To be done
Write out only the lines running from the one that contains "Please indicate the shallow" to the end of the material, both ends included.
▼▼▼
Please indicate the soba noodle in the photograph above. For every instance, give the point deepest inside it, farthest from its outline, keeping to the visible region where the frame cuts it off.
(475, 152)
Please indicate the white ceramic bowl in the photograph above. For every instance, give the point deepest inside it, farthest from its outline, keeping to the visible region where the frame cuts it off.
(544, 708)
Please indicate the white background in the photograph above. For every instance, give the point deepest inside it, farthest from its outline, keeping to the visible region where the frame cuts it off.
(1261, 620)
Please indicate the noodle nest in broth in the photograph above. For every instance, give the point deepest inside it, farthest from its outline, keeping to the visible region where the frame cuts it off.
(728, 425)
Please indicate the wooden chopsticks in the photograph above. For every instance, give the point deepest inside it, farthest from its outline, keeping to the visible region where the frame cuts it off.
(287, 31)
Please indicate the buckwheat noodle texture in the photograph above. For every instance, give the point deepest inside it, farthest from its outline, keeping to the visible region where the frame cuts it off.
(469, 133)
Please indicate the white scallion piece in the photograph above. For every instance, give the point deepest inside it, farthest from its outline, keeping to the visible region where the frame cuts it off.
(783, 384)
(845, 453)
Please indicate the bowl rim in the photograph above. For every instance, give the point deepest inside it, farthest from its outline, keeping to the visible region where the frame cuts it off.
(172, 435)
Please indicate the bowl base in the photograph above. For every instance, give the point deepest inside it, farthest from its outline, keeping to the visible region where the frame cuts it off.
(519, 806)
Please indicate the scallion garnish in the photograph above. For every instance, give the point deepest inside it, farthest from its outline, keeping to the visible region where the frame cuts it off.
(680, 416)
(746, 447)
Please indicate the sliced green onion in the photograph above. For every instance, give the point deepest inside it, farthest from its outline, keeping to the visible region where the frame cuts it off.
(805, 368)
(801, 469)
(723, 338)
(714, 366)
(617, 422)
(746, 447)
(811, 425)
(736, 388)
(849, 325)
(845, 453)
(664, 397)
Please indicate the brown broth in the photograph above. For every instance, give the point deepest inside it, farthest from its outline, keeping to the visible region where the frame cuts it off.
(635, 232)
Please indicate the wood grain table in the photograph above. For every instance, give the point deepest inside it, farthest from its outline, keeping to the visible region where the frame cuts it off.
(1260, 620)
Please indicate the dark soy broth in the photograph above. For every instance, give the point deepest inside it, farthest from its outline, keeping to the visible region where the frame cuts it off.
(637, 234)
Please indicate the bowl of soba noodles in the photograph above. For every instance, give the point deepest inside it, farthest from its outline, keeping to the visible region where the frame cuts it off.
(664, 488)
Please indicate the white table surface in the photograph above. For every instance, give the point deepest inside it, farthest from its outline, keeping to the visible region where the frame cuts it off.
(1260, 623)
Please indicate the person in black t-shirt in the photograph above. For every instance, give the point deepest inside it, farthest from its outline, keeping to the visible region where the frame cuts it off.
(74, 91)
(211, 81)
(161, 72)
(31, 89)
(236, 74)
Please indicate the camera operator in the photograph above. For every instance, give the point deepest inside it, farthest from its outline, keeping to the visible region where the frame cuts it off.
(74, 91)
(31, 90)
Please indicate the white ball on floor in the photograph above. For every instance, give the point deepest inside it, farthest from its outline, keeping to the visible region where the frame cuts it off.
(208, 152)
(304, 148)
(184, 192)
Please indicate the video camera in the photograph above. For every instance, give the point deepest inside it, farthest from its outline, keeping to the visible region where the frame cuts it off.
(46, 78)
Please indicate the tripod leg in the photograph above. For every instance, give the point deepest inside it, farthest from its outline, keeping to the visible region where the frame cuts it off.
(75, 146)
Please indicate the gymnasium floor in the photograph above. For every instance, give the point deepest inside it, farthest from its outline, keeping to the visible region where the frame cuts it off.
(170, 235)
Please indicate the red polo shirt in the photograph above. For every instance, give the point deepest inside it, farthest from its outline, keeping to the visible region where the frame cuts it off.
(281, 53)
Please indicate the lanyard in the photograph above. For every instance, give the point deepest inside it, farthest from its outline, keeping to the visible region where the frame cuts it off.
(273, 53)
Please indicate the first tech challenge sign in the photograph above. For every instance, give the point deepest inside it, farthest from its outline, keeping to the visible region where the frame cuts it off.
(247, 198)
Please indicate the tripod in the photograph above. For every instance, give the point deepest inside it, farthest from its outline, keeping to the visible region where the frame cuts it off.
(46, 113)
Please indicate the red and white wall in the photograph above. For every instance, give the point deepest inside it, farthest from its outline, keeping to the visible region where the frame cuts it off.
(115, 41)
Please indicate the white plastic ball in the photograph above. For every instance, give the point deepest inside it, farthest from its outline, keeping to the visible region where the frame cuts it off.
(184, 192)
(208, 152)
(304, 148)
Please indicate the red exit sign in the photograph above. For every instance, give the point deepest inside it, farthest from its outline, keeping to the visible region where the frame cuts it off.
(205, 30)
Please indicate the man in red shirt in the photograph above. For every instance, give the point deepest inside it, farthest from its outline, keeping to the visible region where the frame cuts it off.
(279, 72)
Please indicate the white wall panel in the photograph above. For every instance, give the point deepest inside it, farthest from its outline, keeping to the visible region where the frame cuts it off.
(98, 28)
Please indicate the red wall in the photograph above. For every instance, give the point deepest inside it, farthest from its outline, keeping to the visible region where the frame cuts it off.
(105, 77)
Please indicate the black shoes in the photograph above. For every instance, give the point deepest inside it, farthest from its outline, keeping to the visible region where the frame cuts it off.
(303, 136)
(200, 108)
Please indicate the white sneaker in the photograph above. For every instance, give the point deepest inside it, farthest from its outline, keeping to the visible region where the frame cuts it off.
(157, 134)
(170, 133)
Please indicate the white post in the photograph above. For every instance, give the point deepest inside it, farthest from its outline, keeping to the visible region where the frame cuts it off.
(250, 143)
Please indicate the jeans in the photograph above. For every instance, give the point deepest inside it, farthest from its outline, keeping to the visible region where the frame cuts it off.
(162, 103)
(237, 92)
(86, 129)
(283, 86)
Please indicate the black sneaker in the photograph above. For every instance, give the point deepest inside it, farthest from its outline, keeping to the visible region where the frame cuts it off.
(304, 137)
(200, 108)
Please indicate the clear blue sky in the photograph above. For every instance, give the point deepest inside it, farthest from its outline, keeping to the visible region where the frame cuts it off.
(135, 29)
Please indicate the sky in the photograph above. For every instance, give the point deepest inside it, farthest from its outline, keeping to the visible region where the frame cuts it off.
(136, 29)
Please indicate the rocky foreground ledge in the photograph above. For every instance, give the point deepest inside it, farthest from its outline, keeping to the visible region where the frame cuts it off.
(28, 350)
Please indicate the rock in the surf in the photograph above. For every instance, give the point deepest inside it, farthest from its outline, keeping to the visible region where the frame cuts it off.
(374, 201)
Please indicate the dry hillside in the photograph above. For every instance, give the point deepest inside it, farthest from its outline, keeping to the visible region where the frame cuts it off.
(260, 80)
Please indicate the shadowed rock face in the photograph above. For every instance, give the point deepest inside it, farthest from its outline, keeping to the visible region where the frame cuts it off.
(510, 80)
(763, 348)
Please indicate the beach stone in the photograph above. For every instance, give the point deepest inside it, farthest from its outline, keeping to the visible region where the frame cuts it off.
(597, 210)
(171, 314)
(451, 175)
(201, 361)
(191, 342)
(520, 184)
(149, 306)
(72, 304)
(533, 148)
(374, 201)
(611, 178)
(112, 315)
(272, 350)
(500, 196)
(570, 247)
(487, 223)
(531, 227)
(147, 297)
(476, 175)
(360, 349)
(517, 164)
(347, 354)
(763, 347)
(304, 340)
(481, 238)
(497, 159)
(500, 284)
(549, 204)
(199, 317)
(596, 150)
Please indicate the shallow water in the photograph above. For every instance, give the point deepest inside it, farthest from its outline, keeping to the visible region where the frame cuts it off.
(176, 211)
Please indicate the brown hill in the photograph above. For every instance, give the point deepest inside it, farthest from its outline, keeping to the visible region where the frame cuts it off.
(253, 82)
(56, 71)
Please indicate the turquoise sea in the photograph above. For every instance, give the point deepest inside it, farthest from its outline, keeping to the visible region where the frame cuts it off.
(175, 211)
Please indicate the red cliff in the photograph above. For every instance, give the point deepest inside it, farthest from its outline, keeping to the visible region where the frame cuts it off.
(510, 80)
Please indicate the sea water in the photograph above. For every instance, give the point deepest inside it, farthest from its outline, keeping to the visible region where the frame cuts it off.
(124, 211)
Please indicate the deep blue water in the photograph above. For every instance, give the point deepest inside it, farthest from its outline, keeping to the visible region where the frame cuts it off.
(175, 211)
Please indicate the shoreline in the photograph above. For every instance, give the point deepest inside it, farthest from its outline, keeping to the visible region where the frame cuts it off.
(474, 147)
▲▲▲
Expected output
Please indicate the shallow water in the photograph above. For every instance, give the point deepest inside it, farthest from its outline, keeping to the visible region where the frame cuts it off.
(176, 211)
Please indicate the brown hill in the photograph above. For every instance, give the point deepest inside it, farthest from its outline, keeping to the visible region where the frame cuts it off.
(253, 82)
(56, 71)
Please indicate the turquoise sea in the photograph above. For every instance, give the point deepest inside it, farthest from its outline, keeping to the visible region where the frame cuts it off.
(175, 211)
Please indicate the red cliff in the photograph above. For every instance, give the point deepest inside it, farthest from its outline, keeping to the visible region where the frame cuts it off.
(510, 80)
Please indicate the sea water in the photograph above. For every instance, give the point deepest inside it, farthest from its outline, keeping to the visible region where the frame cuts it off.
(124, 211)
Please indicate the deep blue water in the photograph above. For every instance, give the point deepest inside it, farthest from its outline, keeping to the visible region where the frame cuts it off.
(175, 211)
Please indicate the shoreline in the photograph above. For every instance, give the point deepest inside it, farthest from its outline, keeping to the visible region where the frame cuts it off.
(474, 147)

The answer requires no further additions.